▶ Extract provided:
Abu-Nimer is a vanguard in the field of interreligious peacebuilding. Joining AU’s School of International Service (SIS) in 1997, he has pioneered faith-based and faith-sensitive frameworks for addressing global conflict. His methodologies have ushered in a paradigm shift within conflict resolution studies. Whereas peacebuilding traditionally focused solely on secular causes and solutions of conflict, Abu-Nimer’s work continues to prove the importance of engaging religious leaders in peace efforts.
In recognition of his instrumental contributions, AU has recently designated Abu-Nimer the inaugural Abdul Aziz Said Chair in International Peace and Conflict Resolution at SIS. The chair—named in honor of Professor Abdul Aziz Said, SIS/BS ’54, SIS/MA ’55, SIS/PhD ’57—holds special meaning for Abu-Nimer, who worked closely with Said for many years.

▶ Directions:
**A.** According to the passage on Abu-Nimer, in what year did he join AU's School of International Service?
**B.** Recast the records as a Markdown table with the columns Row and Record line, starting at the first line of the records and ending with the line containing "(173, 100), (188, 272)". Number each row and leave out blank lines.

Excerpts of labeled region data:
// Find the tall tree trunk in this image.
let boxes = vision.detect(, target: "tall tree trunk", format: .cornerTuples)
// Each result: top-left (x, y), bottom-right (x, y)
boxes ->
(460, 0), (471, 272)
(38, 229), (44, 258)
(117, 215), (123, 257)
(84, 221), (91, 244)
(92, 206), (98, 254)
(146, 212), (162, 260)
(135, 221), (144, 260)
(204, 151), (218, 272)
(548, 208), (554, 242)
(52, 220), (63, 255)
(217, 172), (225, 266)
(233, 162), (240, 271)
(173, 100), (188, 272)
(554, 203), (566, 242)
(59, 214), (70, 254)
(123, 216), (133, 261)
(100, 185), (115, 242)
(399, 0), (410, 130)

▶ Correct answers:
**A.** 1997

**B.**
| Row | Record line |
|---|---|
| 1 | // Find the tall tree trunk in this image. |
| 2 | let boxes = vision.detect(, target: "tall tree trunk", format: .cornerTuples) |
| 3 | // Each result: top-left (x, y), bottom-right (x, y) |
| 4 | boxes -> |
| 5 | (460, 0), (471, 272) |
| 6 | (38, 229), (44, 258) |
| 7 | (117, 215), (123, 257) |
| 8 | (84, 221), (91, 244) |
| 9 | (92, 206), (98, 254) |
| 10 | (146, 212), (162, 260) |
| 11 | (135, 221), (144, 260) |
| 12 | (204, 151), (218, 272) |
| 13 | (548, 208), (554, 242) |
| 14 | (52, 220), (63, 255) |
| 15 | (217, 172), (225, 266) |
| 16 | (233, 162), (240, 271) |
| 17 | (173, 100), (188, 272) |